>> Start

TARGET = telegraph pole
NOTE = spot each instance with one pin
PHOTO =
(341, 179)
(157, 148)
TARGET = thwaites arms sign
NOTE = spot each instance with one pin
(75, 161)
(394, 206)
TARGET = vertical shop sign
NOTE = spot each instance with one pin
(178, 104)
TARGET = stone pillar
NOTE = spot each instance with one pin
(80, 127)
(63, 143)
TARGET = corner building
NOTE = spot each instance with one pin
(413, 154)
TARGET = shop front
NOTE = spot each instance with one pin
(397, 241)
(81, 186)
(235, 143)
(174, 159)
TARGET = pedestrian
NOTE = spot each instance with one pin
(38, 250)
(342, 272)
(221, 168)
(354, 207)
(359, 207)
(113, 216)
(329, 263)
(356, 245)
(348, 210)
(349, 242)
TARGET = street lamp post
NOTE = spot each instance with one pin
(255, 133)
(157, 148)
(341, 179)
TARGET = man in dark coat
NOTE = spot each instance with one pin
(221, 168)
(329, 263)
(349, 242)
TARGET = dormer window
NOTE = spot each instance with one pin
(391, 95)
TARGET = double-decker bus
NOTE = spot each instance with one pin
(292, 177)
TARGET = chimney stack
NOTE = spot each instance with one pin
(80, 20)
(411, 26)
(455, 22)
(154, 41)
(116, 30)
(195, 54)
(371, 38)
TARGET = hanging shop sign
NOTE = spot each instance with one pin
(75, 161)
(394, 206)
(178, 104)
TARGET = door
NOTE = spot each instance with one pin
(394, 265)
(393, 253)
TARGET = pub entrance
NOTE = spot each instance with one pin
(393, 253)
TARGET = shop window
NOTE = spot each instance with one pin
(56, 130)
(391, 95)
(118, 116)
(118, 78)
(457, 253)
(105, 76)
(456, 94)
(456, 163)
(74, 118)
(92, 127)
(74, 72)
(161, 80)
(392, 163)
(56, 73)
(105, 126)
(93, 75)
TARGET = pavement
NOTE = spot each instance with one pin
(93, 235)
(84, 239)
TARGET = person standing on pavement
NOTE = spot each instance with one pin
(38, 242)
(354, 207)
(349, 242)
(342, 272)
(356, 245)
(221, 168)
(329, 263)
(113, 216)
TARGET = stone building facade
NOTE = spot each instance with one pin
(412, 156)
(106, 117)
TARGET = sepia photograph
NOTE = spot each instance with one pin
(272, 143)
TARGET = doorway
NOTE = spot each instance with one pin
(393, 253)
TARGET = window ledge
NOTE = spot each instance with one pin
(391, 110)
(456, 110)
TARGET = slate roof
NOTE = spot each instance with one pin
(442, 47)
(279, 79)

>> End
>> Start

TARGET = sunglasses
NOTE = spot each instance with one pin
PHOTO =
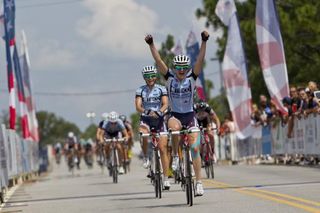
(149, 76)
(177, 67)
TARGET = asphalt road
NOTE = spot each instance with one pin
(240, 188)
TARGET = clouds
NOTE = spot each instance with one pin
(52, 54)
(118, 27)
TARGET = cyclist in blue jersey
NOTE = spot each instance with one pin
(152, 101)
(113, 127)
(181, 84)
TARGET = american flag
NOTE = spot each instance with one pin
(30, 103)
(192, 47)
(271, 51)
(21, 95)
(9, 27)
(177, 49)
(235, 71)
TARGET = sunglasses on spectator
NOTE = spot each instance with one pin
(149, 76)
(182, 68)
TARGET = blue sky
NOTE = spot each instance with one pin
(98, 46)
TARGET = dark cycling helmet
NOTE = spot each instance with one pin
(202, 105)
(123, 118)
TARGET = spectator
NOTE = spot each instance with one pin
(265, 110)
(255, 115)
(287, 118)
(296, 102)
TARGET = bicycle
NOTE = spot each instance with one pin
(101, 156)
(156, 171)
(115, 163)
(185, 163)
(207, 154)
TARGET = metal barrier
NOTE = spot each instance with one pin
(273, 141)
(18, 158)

>> End

Select every line in the records above that contains the word "stone". Case counts.

TARGET = stone pillar
TARGET = stone building facade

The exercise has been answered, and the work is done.